- **REQUIREMENTS**
Reproduce the listing below word for word, starting at its first line and stopping after the line that contains "[[659, 55], [821, 60]]".

- **GIVEN RECORDS**

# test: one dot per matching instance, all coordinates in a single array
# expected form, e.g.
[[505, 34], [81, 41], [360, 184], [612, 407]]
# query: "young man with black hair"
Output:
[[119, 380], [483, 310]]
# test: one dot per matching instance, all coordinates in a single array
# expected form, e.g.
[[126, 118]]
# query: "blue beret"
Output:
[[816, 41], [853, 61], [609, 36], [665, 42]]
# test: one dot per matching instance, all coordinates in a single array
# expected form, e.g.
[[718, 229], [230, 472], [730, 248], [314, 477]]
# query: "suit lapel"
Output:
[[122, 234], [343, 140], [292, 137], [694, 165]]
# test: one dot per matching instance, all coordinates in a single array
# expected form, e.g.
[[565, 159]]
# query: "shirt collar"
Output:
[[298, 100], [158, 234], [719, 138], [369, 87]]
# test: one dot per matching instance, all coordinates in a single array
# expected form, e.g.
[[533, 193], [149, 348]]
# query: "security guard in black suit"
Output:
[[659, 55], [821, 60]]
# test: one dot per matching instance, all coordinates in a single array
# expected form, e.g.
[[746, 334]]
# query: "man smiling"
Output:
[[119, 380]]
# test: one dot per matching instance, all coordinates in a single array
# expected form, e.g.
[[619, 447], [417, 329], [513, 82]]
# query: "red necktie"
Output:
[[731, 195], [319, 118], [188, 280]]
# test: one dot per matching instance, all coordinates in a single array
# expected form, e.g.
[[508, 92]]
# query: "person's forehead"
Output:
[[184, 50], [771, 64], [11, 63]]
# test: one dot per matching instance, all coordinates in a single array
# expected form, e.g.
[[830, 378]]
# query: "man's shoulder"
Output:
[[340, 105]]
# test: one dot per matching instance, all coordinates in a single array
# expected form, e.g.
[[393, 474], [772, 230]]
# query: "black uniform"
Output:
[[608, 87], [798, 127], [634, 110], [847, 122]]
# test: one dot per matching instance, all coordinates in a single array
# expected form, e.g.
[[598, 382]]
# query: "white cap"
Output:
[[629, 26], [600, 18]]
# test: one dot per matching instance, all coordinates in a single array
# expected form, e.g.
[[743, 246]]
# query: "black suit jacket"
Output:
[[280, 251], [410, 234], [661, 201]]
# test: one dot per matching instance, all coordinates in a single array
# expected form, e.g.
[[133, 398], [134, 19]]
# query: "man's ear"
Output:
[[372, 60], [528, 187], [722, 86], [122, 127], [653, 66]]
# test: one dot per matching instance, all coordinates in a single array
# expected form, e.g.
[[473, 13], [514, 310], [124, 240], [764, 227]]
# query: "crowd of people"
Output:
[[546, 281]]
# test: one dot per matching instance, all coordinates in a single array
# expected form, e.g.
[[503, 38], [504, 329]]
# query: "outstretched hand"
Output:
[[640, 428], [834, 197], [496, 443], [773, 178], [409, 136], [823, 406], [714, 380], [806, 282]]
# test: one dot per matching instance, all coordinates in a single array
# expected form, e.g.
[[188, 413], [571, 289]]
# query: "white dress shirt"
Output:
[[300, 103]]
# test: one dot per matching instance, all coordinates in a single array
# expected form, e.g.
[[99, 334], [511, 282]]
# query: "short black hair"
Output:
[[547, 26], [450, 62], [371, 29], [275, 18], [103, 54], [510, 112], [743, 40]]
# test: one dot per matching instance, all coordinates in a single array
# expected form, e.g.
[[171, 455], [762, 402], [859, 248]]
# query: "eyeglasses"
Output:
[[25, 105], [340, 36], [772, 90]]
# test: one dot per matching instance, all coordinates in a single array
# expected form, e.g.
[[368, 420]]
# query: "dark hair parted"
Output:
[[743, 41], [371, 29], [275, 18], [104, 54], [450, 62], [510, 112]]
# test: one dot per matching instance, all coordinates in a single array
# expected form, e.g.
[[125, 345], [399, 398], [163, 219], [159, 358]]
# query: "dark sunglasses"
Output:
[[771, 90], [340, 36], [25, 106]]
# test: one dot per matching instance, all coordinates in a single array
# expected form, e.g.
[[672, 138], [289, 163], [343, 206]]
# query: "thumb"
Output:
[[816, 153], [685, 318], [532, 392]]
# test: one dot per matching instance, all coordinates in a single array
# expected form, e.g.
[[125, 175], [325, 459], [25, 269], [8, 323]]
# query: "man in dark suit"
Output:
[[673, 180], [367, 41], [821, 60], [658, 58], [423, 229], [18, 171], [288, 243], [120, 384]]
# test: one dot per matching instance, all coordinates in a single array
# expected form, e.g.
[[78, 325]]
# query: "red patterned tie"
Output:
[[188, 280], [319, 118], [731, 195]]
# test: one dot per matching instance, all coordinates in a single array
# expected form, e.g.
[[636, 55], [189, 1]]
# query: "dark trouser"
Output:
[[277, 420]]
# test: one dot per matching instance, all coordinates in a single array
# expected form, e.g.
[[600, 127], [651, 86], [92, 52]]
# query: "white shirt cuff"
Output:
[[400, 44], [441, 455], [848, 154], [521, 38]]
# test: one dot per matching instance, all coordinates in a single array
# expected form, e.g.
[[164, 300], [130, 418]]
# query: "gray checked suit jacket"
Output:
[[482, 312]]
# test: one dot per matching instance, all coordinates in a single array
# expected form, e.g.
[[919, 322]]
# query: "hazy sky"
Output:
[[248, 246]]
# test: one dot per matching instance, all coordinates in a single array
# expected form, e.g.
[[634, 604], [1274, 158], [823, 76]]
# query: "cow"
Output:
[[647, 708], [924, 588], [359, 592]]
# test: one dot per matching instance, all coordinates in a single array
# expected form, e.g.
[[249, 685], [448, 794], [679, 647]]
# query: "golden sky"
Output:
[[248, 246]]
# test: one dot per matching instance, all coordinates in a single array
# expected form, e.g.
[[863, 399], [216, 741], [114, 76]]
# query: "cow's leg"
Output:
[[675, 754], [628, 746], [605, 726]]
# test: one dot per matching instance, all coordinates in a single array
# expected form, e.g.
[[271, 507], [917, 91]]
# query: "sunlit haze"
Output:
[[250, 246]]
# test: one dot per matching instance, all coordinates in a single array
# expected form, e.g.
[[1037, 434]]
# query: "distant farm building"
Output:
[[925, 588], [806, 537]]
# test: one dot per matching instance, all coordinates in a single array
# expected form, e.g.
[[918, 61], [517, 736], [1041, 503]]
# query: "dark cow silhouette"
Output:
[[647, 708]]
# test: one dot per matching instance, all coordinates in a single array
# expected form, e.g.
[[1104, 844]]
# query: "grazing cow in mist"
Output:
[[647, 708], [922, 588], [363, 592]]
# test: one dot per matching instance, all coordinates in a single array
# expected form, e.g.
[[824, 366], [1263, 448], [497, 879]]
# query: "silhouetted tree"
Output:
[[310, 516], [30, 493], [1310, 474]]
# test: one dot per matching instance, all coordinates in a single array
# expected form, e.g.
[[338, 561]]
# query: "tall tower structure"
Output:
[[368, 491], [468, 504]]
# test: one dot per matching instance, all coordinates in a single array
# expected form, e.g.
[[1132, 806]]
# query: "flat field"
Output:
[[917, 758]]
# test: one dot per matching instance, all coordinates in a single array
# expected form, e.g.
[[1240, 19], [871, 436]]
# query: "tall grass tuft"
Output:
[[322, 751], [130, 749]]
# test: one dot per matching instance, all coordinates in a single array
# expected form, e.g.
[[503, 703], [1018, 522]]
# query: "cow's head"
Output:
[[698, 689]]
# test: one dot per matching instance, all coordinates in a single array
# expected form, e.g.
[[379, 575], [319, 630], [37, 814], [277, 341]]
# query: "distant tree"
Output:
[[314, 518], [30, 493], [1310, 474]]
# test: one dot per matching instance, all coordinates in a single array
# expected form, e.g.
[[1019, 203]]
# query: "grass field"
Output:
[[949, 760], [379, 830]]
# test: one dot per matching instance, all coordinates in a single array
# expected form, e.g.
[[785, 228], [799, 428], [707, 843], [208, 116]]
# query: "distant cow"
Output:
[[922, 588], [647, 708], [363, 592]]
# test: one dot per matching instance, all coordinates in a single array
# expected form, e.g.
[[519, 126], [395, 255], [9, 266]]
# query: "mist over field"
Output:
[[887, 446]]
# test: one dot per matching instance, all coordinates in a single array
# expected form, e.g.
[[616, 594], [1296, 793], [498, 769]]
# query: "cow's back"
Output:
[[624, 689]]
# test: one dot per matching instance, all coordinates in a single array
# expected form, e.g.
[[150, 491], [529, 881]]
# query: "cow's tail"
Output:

- **WORKED SOLUTION**
# test: one dot per matching instance, all coordinates in a single array
# expected form, e.g.
[[505, 34], [81, 41], [360, 184], [612, 407]]
# query: "young man with black hair"
Output:
[[119, 380], [483, 310]]
# test: one dot per matching instance, all coordinates in a single array
# expected form, e.g.
[[126, 118]]
# query: "blue beret"
Output:
[[816, 41], [853, 61], [609, 36], [665, 42]]
# test: one dot per matching instance, all coordinates in a single array
# expected form, e.g.
[[718, 229], [230, 472], [730, 248], [314, 477]]
# query: "suit lapel"
Output:
[[122, 234], [343, 140], [292, 137], [694, 165]]
# test: one dot per matching instance, all coordinates in a single array
# expected form, e.g.
[[565, 159]]
# query: "shirt collar"
Output:
[[298, 100], [158, 234], [719, 138], [369, 87]]
# test: one dot per matching instance, all coordinates in a single array
# expected form, e.g.
[[533, 193], [149, 348]]
# query: "security guard in black suit"
Output:
[[659, 55], [821, 60]]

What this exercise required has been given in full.